__THE PROBLEM__. Write out the entries again. Match each one exactly.

Stored data:
Segment Open
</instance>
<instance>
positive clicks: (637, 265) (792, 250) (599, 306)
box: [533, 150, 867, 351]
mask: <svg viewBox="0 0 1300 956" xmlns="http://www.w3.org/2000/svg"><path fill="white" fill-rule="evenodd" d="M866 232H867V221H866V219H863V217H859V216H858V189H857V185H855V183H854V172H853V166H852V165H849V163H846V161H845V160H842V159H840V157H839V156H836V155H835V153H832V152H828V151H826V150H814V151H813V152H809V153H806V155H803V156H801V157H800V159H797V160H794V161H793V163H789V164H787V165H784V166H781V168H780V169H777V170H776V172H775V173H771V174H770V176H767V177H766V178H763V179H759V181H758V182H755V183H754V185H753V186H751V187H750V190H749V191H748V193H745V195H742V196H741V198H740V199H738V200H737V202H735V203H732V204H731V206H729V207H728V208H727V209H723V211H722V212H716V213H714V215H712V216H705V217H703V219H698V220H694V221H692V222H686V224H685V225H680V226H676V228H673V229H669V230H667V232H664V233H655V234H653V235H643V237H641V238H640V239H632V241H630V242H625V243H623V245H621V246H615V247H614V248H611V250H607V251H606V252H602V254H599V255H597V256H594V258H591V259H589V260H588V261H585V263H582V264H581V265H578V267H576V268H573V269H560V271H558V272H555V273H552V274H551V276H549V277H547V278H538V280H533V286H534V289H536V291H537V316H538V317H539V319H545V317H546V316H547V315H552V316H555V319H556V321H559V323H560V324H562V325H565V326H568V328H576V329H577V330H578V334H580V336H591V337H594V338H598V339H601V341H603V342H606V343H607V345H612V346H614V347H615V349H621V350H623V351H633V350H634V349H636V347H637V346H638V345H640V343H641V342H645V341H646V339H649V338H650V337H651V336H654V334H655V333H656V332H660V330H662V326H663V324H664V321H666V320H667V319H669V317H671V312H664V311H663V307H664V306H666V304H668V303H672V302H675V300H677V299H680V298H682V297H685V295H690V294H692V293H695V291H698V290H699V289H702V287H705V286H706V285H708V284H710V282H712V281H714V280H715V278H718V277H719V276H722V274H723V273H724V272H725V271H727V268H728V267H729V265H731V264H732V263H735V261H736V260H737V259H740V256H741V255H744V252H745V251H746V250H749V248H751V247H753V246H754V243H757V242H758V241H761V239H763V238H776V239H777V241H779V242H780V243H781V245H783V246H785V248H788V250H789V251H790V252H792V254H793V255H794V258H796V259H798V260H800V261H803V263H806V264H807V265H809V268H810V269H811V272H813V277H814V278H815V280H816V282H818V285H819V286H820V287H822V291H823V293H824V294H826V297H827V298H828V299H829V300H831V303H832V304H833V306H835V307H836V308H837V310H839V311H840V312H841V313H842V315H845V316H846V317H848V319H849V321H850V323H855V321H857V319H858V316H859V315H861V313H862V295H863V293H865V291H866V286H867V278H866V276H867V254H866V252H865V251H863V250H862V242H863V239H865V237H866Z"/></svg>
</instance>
Segment Closed
__EXERCISE OUTPUT__.
</instance>
<instance>
positive clicks: (637, 265) (792, 250) (599, 306)
box: [533, 150, 867, 351]
mask: <svg viewBox="0 0 1300 956" xmlns="http://www.w3.org/2000/svg"><path fill="white" fill-rule="evenodd" d="M866 232H867V221H866V219H863V217H859V216H858V189H857V185H855V183H854V172H853V166H852V165H849V163H846V161H845V160H842V159H840V157H839V156H836V155H835V153H832V152H828V151H826V150H814V151H813V152H809V153H806V155H803V156H801V157H800V159H797V160H794V161H793V163H789V164H787V165H784V166H781V168H780V169H777V170H776V172H775V173H771V174H770V176H767V177H766V178H763V179H759V181H758V182H755V183H754V185H753V186H751V187H750V190H749V191H748V193H745V195H742V196H741V198H740V199H738V200H737V202H735V203H732V204H731V206H729V207H728V208H727V209H723V211H722V212H716V213H714V215H712V216H705V217H703V219H698V220H694V221H692V222H686V224H685V225H680V226H676V228H673V229H669V230H667V232H664V233H655V234H653V235H643V237H641V238H640V239H632V241H630V242H625V243H623V245H621V246H615V247H614V248H611V250H607V251H606V252H602V254H599V255H597V256H594V258H591V259H589V260H588V261H585V263H582V264H581V265H578V267H576V268H573V269H560V271H558V272H555V273H552V274H551V276H549V277H547V278H538V280H533V286H534V289H536V291H537V316H538V317H539V319H545V317H546V316H547V315H552V316H555V319H556V321H559V323H560V324H562V325H565V326H568V328H576V329H577V330H578V334H580V336H591V337H594V338H598V339H601V341H603V342H606V343H607V345H612V346H614V347H615V349H621V350H623V351H633V350H634V349H636V347H637V346H638V345H640V343H641V342H645V341H646V339H649V338H650V337H651V336H654V334H655V333H656V332H660V330H662V326H663V324H664V321H666V320H667V319H669V317H671V312H664V311H663V307H664V306H666V304H668V303H672V302H675V300H677V299H680V298H682V297H685V295H690V294H692V293H695V291H698V290H699V289H702V287H705V286H706V285H708V284H710V282H712V281H714V280H715V278H718V277H719V276H722V274H723V273H724V272H725V271H727V268H728V267H729V265H731V264H732V263H735V261H736V260H737V259H740V256H741V255H744V252H745V251H746V250H749V248H751V247H753V246H754V243H757V242H758V241H761V239H763V238H776V239H777V241H779V242H780V243H781V245H783V246H785V248H788V250H789V251H790V252H792V254H793V255H794V258H796V259H798V260H800V261H803V263H806V264H807V265H809V268H810V269H811V272H813V277H814V278H815V280H816V282H818V285H819V286H820V287H822V291H823V293H824V294H826V297H827V298H828V299H829V300H831V303H832V304H833V306H835V307H836V308H837V310H839V311H840V312H841V313H842V315H845V316H846V317H848V319H849V321H850V323H855V321H857V319H858V316H859V315H861V313H862V295H863V293H865V291H866V286H867V278H866V276H867V254H866V252H865V251H863V250H862V242H863V239H865V237H866Z"/></svg>
</instance>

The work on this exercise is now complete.